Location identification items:
--------------------
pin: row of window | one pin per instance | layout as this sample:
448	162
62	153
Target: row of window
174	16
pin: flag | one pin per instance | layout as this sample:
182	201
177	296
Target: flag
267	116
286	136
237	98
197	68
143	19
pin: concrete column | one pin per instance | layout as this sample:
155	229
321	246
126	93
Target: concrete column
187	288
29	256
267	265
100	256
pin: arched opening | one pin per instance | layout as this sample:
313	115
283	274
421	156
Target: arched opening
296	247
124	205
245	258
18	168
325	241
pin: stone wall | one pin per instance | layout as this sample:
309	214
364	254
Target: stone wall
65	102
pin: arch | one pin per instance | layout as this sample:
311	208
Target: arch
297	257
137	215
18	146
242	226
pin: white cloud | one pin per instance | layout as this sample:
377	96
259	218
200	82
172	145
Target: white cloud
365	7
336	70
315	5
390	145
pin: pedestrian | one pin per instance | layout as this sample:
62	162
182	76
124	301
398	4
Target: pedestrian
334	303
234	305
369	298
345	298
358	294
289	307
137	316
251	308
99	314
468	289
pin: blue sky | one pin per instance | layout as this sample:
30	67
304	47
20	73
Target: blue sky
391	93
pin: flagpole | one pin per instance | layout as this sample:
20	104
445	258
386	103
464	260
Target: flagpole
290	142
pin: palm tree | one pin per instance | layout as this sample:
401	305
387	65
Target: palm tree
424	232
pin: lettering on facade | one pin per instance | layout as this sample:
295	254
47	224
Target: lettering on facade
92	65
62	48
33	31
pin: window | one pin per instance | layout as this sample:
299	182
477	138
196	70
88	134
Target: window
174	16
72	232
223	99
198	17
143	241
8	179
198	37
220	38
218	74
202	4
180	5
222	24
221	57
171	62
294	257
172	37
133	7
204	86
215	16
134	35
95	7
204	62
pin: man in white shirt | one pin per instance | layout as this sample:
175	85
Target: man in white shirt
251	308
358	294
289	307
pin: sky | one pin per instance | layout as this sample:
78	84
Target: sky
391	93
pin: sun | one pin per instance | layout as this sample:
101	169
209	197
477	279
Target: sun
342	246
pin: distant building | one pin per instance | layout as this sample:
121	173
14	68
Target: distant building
--------------------
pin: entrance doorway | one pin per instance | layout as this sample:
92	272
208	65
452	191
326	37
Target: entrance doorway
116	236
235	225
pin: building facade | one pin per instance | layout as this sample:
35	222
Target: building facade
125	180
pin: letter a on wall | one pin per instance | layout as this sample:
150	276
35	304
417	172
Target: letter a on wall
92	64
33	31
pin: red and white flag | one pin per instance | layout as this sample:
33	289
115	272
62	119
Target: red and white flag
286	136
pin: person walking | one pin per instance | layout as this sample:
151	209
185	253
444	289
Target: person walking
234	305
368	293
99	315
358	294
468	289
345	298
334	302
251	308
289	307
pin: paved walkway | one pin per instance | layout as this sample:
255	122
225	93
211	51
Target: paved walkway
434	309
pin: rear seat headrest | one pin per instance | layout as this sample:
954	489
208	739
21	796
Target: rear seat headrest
--------------------
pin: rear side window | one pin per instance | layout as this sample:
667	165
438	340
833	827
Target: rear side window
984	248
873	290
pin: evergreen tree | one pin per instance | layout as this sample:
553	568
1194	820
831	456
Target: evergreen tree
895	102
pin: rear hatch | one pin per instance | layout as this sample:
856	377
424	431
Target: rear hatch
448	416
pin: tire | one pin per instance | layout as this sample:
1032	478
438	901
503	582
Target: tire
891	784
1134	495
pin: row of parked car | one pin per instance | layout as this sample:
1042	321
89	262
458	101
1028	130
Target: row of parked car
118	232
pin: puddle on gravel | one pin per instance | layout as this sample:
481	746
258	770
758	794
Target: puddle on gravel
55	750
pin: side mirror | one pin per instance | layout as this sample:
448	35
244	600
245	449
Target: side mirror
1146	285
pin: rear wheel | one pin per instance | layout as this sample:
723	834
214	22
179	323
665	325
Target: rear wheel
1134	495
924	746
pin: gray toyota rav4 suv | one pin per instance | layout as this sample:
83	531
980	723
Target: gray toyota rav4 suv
--------------------
#### [Requirement]
Copy the listing lines that start with the line containing "pin: sun | one" and run through the line containing "Target: distant building". Reproduce them character for character.

#### [Answer to the task]
pin: sun | one pin per instance | layout as this sample:
101	169
209	197
477	279
Target: sun
342	246
pin: distant building | one pin per instance | layout as this sample:
121	173
14	68
Target: distant building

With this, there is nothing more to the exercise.